Written exercise: Determine how many lines in the records below contain the string "planter", with case taken into account, and give only that number.
######
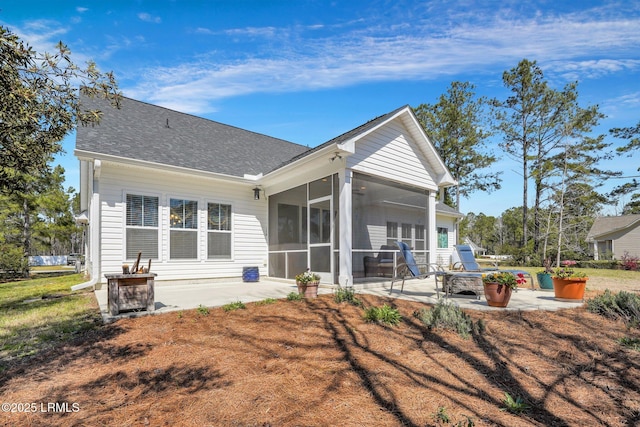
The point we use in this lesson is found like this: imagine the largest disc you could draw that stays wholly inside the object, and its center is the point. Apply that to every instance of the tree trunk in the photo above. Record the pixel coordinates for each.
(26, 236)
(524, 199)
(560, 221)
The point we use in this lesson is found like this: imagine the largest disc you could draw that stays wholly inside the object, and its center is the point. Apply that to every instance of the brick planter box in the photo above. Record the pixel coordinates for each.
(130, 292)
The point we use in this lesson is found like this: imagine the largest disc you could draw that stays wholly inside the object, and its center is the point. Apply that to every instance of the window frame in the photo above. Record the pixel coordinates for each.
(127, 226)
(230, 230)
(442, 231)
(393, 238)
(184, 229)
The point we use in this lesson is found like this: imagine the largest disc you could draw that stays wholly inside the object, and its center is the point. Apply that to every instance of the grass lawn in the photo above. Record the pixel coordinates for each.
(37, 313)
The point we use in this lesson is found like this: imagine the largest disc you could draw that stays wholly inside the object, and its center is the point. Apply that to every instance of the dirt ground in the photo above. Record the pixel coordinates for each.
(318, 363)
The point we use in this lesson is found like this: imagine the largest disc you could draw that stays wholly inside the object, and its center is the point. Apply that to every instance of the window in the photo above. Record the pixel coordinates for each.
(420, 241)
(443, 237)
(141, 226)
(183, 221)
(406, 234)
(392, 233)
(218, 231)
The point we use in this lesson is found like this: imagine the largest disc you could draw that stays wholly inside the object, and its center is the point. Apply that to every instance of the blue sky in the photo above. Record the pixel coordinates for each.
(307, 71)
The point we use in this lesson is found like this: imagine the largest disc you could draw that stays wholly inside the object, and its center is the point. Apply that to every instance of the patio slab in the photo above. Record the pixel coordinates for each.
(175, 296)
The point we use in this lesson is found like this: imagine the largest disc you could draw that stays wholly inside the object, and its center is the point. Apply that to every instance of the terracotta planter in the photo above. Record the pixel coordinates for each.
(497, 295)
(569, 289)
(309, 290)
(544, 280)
######
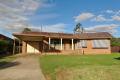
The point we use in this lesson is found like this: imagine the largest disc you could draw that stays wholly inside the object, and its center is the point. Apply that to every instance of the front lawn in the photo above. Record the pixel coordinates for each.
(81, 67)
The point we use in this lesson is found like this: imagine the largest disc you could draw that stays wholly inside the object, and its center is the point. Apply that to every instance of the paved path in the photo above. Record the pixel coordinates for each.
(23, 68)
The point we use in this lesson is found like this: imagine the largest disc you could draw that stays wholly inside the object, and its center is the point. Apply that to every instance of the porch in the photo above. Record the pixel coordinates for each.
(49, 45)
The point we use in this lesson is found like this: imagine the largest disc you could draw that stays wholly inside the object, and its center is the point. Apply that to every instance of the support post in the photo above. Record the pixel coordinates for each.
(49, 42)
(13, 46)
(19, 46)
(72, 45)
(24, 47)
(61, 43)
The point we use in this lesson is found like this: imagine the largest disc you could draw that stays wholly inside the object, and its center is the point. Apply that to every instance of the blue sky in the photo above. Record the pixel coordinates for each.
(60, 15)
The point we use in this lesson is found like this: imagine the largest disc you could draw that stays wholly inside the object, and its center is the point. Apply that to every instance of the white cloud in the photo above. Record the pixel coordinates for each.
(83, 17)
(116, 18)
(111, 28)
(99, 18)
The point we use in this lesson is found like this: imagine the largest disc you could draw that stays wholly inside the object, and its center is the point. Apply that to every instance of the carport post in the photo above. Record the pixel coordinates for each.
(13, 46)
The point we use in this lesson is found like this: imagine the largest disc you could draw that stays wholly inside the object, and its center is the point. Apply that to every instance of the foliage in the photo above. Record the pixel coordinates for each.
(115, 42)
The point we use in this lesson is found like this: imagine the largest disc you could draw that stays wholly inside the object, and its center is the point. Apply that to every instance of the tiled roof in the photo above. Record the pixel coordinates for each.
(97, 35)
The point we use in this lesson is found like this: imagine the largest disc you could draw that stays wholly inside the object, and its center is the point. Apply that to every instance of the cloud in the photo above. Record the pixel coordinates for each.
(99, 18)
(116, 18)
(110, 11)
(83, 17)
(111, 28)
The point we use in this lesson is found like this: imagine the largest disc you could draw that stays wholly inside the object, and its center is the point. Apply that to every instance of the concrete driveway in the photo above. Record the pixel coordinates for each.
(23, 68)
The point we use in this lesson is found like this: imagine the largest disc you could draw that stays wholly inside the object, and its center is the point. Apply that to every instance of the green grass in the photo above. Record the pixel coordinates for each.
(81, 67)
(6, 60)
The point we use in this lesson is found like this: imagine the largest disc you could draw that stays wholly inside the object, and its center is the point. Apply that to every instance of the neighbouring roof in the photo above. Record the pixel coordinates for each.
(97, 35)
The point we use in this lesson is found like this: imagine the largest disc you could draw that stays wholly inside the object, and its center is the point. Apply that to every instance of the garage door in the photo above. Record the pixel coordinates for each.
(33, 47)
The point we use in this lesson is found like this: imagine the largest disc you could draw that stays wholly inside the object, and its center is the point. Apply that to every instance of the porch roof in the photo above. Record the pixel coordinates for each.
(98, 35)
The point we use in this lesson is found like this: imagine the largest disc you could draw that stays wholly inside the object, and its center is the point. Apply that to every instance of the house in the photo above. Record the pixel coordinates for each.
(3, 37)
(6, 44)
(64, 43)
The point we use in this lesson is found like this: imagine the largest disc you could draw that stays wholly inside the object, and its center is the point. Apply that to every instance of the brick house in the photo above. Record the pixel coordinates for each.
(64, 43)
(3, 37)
######
Task solution: 2